* _Problem statement_:
Report every line of the material below that contains the string "flat", copying each one in full. Case counts.

* _Dataset entries_:
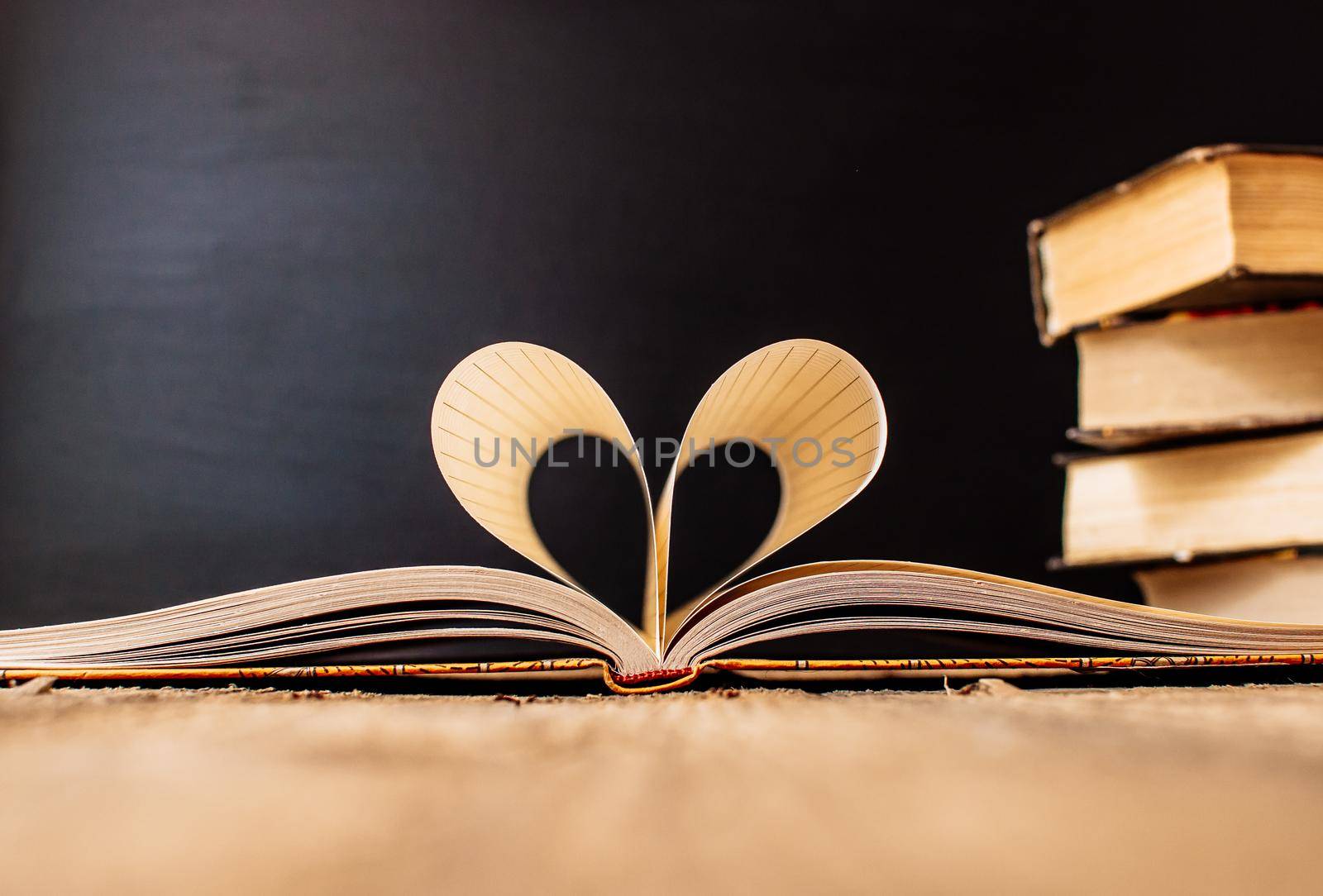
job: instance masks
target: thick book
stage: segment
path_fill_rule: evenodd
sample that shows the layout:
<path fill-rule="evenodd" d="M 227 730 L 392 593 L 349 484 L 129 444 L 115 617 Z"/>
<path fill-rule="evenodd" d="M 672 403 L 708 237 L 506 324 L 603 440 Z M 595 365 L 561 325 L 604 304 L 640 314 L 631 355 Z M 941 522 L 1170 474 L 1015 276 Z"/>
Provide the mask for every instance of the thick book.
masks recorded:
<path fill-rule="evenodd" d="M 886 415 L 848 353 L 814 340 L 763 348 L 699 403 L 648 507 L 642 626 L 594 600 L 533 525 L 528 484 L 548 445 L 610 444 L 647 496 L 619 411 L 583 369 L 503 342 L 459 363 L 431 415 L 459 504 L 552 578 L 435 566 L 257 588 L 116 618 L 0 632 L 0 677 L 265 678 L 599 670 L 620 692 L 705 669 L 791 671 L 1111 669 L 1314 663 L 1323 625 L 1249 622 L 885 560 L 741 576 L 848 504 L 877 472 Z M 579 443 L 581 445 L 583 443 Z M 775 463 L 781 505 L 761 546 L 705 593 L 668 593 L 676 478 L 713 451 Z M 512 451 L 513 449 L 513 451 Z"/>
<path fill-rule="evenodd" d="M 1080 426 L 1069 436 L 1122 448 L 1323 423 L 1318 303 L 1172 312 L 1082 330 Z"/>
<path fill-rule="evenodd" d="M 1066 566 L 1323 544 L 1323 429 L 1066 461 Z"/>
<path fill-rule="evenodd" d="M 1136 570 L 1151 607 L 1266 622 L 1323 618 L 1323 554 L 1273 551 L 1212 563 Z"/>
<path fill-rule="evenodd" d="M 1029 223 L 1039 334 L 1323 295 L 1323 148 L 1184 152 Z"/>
--
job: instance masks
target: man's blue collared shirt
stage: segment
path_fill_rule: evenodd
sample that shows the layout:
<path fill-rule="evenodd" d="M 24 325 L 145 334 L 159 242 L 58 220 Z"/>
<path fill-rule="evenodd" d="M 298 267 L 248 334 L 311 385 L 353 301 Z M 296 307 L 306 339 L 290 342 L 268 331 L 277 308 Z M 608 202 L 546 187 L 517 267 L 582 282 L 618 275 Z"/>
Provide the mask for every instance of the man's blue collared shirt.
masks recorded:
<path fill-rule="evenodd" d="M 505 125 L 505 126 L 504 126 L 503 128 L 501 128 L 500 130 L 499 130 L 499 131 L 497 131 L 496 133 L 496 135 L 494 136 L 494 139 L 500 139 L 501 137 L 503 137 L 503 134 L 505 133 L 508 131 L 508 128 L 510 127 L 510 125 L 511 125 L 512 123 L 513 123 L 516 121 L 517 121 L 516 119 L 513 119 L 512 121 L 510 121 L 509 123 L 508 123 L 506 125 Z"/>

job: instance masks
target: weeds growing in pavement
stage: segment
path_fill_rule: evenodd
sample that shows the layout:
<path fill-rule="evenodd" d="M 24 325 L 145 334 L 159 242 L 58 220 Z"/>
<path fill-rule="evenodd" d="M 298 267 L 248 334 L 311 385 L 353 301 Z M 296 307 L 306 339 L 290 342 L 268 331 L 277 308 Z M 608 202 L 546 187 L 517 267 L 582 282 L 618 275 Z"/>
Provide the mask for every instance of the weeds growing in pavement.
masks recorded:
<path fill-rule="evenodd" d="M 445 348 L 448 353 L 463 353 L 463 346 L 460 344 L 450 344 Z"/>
--
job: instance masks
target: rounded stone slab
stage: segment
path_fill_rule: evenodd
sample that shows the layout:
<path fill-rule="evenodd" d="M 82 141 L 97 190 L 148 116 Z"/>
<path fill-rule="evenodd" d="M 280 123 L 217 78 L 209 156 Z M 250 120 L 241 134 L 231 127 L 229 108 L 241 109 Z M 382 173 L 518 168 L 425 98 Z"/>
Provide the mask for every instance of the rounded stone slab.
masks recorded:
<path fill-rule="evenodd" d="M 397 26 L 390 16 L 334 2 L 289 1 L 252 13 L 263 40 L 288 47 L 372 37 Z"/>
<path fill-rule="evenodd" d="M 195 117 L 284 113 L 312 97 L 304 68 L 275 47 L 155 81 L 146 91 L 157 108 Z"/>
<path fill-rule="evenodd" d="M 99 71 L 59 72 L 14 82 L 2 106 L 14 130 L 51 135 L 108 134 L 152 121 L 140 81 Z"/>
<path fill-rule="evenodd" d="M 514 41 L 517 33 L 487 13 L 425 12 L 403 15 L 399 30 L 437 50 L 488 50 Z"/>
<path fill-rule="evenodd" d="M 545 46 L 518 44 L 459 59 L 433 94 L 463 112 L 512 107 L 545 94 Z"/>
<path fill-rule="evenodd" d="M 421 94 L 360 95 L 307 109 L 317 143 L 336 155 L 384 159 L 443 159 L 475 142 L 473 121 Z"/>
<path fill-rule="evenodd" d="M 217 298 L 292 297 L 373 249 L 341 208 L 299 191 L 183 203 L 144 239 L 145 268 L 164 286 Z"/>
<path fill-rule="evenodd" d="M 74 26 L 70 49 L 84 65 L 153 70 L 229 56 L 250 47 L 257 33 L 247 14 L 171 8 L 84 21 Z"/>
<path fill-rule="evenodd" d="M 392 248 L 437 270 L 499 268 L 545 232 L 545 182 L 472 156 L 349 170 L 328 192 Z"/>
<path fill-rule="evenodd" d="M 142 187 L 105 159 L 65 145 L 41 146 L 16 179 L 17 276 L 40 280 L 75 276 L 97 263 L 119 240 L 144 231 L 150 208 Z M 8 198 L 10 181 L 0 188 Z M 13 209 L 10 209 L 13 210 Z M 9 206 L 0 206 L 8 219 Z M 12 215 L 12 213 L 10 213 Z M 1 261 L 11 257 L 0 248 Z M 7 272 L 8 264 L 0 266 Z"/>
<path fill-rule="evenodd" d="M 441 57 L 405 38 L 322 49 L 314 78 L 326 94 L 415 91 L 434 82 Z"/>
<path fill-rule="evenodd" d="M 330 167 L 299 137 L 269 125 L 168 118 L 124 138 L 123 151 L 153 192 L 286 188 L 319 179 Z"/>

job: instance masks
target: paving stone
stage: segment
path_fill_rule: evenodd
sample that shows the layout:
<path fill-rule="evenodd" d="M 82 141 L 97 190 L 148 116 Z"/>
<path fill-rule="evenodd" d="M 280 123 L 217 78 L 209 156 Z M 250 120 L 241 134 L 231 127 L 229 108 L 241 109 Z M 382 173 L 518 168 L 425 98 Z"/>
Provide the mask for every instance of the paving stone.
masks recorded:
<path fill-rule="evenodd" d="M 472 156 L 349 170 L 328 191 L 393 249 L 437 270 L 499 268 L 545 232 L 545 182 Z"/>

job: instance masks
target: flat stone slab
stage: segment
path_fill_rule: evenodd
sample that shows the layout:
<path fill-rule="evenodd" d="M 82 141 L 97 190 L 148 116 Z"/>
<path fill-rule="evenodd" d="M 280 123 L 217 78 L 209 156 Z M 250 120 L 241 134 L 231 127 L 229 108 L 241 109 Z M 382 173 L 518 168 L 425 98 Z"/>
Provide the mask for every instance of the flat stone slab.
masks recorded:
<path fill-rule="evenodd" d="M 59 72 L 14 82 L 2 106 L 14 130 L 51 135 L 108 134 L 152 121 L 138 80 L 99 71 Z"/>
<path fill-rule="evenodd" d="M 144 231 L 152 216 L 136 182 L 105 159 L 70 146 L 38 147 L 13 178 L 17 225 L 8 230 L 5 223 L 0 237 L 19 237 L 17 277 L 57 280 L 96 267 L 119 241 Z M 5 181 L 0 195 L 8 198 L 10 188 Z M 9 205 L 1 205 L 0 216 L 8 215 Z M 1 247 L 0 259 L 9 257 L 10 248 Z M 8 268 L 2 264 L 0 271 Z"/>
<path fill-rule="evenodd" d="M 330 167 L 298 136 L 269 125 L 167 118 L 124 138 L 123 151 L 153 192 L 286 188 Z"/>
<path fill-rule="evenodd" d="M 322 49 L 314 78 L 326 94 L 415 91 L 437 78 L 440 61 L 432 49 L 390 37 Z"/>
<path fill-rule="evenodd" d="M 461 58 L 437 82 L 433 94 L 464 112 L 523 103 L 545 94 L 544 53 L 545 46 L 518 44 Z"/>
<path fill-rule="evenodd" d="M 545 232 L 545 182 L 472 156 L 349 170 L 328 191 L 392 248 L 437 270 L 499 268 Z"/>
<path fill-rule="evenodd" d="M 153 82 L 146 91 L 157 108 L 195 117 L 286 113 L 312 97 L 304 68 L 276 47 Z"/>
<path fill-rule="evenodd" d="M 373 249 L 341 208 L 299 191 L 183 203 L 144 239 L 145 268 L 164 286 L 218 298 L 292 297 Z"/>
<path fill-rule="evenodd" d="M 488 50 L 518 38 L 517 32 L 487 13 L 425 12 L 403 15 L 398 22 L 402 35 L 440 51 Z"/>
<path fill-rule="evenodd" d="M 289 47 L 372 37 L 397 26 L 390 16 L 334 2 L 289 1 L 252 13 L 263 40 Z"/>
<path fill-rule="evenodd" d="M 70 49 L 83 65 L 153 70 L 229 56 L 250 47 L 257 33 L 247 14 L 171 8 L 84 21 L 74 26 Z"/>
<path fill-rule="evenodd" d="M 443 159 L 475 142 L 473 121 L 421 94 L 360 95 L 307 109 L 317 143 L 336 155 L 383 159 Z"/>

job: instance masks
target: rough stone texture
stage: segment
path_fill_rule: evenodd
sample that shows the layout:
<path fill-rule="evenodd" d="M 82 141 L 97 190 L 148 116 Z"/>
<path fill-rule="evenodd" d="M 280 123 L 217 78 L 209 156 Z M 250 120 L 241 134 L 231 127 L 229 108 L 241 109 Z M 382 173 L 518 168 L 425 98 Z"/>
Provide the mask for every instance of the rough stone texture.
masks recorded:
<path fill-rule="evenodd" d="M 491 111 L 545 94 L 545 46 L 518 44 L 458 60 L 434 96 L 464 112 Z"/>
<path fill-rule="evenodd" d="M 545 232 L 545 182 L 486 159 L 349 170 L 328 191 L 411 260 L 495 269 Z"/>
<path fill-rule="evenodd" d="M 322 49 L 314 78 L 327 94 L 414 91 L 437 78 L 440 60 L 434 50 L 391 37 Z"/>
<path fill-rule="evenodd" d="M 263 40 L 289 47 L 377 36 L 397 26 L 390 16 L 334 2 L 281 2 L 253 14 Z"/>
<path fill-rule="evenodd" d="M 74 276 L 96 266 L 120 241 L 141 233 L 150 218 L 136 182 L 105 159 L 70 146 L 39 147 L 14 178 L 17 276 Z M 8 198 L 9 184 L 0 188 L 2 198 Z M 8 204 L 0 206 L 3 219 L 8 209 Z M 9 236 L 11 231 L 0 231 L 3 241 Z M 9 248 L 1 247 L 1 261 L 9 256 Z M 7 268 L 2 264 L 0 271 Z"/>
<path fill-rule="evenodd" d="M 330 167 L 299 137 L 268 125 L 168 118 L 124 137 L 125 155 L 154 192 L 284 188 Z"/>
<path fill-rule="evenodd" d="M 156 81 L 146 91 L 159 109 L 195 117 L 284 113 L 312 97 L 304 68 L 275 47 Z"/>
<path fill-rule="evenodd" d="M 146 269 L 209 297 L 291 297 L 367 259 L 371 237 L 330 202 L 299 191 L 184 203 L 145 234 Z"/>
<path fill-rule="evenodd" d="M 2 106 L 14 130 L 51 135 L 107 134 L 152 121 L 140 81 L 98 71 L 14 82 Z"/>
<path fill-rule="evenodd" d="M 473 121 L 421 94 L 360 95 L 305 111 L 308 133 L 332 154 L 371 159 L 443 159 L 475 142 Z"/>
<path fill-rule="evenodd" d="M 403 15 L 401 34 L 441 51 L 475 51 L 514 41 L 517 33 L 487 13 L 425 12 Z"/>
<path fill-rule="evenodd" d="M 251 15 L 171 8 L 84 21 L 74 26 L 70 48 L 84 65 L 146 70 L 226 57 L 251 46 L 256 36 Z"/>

* _Task result_:
target: flat stone slab
Provide the mask for every instance of the flat stone slab.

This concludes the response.